What the task requires — Verbatim output of all the material below is required.

Named object pointing entries —

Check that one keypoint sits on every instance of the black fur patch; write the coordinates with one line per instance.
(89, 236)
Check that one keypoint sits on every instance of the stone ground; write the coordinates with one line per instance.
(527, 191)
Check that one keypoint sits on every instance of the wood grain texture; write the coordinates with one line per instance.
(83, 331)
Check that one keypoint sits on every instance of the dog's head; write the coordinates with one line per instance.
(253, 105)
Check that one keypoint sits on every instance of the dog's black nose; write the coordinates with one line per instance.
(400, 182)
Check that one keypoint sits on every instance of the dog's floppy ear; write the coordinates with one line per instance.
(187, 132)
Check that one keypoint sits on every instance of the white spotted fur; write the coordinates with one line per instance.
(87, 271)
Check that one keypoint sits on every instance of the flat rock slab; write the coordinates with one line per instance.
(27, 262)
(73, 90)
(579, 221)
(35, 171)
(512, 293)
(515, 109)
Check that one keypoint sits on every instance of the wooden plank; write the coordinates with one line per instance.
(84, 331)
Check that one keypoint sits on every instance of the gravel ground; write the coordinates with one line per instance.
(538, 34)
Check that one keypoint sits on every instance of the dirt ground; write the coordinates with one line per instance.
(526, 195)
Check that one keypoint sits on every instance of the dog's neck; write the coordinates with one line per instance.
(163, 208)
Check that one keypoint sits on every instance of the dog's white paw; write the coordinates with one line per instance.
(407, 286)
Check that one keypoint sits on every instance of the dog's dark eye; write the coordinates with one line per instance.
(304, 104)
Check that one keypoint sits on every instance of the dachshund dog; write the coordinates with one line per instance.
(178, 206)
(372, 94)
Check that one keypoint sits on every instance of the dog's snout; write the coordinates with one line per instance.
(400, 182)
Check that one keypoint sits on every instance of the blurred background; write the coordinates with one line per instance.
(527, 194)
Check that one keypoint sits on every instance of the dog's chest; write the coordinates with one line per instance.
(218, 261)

Result below —
Check that one keypoint sits on every instance of the black fur patch; write the coordinates with one line per instance.
(89, 236)
Check that one keypoint sits on every instance of the stone ground; write the coordinates with one line per instance.
(527, 191)
Check that one keypoint sits on every instance of the wood grain texture; write the coordinates with one line per instance.
(83, 331)
Check that one keypoint sits on every instance of the dog's head; write the coordinates with one line per instance.
(253, 105)
Check that one keypoint sits on every instance of the dog's black nose; write the coordinates with one line per instance.
(400, 182)
Check that one keypoint sits on every instance of the dog's floppy ear; write the coordinates with one line per instance.
(187, 132)
Check that one keypoint sits on every instance of the white spotted fur; write the coordinates with one line per instance.
(87, 271)
Check that one keypoint sits on every instance of the flat rock slab; write the coordinates with one line per instance.
(27, 262)
(73, 90)
(579, 221)
(35, 171)
(512, 293)
(515, 109)
Check that one keypoint sits on every instance of the wooden plank; write the coordinates with one line per instance.
(84, 331)
Check that one keypoint sits on every instance of the gravel ground; write the coordinates with one line per instance.
(538, 34)
Check that one keypoint sits on every instance of the dirt ground; write the coordinates with one line per instance.
(526, 195)
Check that one keypoint sits on every instance of the dog's neck; write the coordinates with one line per instance.
(163, 208)
Check that one keypoint sits on every instance of the dog's white paw; write the coordinates with one line per instance.
(407, 286)
Check that one keypoint sits on every instance of the dog's dark eye; write the coordinates with one line per instance.
(304, 104)
Check that one keypoint sits on every instance of the dachshund dog; write the coordinates with one line per instance.
(178, 206)
(372, 94)
Check that one keypoint sits on every instance of the dog's snout; write the coordinates with one line per instance.
(400, 182)
Check that one keypoint sits on every instance of the blurred background; write the coordinates with one line per instance.
(527, 194)
Check that one keypoint sits on every instance of the dog's chest; write the coordinates with one line per instance.
(218, 261)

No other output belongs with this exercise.